___ SUPPLIED ENTRIES

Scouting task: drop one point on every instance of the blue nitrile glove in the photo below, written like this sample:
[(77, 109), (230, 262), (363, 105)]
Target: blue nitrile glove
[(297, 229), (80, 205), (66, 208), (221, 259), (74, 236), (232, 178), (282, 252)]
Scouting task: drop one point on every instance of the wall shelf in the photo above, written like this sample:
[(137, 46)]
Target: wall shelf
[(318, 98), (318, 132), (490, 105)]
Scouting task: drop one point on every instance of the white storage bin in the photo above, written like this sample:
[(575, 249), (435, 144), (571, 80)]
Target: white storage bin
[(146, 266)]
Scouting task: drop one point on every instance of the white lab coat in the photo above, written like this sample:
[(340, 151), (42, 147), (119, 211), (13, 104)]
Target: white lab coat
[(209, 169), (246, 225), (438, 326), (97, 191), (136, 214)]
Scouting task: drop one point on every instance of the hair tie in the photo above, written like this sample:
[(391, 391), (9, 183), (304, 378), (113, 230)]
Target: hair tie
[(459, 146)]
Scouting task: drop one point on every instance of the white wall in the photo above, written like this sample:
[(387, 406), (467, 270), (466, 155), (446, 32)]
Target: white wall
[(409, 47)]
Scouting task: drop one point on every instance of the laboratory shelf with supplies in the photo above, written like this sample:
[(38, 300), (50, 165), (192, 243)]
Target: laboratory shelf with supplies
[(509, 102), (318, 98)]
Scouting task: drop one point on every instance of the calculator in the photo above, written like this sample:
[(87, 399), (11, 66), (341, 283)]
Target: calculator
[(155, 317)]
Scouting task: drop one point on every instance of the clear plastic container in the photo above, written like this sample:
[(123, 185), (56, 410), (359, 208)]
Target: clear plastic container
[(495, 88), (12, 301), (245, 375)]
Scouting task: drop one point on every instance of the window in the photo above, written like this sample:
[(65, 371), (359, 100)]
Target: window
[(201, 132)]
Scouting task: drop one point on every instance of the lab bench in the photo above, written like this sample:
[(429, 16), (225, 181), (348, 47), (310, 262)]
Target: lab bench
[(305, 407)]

______
___ SUPPLIED ENTRIES

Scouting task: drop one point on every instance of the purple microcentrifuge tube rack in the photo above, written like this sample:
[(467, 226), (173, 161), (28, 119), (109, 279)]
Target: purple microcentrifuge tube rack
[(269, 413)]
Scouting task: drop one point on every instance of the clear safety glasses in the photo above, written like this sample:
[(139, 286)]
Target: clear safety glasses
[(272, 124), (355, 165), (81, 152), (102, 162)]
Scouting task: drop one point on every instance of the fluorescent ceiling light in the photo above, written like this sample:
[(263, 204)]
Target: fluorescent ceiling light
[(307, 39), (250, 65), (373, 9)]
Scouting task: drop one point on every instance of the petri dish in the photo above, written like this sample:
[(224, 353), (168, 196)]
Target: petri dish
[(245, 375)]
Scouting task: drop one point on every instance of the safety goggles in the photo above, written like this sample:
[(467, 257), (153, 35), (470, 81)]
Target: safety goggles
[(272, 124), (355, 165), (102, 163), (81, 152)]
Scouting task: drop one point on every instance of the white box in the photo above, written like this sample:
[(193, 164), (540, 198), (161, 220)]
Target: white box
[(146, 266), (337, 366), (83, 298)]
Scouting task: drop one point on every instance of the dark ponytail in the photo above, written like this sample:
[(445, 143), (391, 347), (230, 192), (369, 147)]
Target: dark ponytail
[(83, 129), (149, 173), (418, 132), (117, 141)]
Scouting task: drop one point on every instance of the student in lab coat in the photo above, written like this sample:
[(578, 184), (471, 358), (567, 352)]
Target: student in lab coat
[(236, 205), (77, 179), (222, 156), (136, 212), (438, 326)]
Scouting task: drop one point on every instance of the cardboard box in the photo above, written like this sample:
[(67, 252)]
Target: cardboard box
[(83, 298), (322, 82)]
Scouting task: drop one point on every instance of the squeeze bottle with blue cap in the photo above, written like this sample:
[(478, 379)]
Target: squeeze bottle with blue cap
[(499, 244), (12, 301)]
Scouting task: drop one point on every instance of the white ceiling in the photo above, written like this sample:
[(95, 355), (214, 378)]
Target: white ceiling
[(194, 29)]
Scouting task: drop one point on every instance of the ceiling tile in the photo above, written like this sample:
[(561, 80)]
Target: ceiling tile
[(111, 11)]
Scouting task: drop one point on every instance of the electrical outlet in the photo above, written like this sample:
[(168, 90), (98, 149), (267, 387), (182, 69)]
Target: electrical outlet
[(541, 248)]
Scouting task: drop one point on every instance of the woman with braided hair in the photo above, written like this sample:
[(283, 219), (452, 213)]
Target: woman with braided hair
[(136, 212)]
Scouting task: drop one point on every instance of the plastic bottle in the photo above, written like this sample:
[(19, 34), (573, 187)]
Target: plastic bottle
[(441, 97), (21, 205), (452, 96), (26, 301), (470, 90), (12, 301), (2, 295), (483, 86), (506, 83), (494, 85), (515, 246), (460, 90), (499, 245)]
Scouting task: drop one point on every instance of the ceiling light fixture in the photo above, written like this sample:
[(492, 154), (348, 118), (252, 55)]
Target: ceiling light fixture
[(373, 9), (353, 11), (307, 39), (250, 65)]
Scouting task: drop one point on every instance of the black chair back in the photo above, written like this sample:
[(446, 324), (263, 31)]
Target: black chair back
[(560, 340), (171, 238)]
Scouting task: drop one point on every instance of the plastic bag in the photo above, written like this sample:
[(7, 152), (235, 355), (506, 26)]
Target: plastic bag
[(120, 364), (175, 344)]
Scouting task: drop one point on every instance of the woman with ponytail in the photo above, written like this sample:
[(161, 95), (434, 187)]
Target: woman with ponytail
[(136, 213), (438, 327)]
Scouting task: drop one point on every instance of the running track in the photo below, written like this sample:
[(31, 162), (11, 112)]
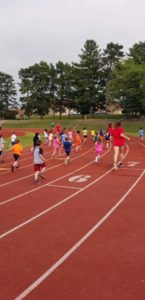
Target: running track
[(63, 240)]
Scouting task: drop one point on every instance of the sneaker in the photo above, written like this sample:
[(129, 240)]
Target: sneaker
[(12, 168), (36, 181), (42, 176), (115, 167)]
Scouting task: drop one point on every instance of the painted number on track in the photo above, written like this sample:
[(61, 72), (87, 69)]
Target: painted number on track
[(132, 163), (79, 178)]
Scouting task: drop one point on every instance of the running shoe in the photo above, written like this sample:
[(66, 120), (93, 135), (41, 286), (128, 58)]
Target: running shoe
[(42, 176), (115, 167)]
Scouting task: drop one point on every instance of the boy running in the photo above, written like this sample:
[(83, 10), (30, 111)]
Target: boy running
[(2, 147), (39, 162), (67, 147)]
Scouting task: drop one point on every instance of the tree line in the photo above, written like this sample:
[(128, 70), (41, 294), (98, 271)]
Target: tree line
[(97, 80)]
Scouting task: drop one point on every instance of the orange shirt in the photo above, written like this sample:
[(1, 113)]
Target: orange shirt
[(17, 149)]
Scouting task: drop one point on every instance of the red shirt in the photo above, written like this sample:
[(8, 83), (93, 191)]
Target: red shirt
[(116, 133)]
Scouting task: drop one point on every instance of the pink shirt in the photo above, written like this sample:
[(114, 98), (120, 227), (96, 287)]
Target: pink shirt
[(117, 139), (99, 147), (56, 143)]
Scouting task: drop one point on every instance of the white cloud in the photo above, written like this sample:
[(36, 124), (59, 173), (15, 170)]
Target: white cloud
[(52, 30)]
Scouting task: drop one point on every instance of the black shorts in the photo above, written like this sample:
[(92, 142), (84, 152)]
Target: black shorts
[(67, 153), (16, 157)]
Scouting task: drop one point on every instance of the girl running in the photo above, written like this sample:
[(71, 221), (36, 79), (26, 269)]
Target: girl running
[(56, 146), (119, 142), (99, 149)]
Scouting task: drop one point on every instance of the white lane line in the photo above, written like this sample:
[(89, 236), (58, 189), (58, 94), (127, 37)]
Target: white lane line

______
___ SUPPLIED ENTRIES

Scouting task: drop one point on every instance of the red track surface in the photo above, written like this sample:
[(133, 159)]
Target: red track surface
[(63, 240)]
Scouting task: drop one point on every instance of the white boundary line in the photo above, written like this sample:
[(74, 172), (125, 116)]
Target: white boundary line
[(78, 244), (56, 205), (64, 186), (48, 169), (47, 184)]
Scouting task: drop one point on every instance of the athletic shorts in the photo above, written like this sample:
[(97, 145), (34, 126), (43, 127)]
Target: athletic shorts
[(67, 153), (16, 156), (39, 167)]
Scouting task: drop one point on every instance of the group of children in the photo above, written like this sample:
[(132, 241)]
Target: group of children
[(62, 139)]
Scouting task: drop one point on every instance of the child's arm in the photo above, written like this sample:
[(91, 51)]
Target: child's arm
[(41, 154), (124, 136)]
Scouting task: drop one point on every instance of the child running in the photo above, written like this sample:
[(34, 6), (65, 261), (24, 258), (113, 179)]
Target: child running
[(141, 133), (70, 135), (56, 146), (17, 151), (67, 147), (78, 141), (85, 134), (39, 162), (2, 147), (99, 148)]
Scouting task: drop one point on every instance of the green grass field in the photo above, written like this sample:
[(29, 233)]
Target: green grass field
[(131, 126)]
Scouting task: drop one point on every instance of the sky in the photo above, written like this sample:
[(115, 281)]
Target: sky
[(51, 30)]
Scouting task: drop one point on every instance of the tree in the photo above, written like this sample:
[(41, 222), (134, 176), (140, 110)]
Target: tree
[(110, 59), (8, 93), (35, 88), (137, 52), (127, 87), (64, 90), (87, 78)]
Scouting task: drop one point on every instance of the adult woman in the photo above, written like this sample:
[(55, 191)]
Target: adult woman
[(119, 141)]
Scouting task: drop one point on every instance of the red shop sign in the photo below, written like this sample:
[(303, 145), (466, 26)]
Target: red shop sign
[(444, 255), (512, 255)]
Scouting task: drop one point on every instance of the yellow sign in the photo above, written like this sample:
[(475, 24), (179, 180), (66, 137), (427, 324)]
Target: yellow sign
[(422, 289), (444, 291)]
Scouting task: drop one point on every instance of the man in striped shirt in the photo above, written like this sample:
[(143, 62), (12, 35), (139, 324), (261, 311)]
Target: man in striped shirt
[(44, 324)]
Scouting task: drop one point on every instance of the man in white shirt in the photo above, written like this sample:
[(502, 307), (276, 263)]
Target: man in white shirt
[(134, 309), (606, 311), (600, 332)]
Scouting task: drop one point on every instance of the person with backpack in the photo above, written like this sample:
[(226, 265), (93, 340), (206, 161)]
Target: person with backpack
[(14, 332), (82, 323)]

______

#### TO DO
Copy out everything from the line that contains "the red shirt" down to the line that contains "Target: white lane line", including both of those lines. Leave out all other lines.

#### OUTPUT OF THE EXERCISE
Scouting task: drop one point on every instance of the red shirt in the photo above, written like this sample:
[(8, 83), (93, 191)]
Target: red shirt
[(116, 133)]
Scouting task: drop one point on every instance of the pink shirt in the photo above, written like this sample:
[(114, 98), (120, 227), (96, 287)]
Target: pink shirt
[(117, 139), (99, 147), (56, 143)]
Scouting task: drop one point on every instance of the white cloud in the photo above, written like this sample:
[(36, 124), (59, 173), (15, 170)]
Target: white cloud
[(52, 30)]
Scouting task: drop one point on every instance of the black shorts in the photo above, written like this sample:
[(92, 142), (84, 152)]
Target: black shorts
[(67, 153), (16, 157)]
Scouting task: drop one point on every instance of the girl running in the photo above, written like this sample:
[(71, 221), (36, 79), (26, 269)]
Target: girl running
[(56, 146), (119, 142), (99, 149)]
Scouting task: drop one point on every instance of the white lane line in the photo above, written like this sample:
[(89, 236), (58, 189), (58, 94), (127, 37)]
Target: white lane line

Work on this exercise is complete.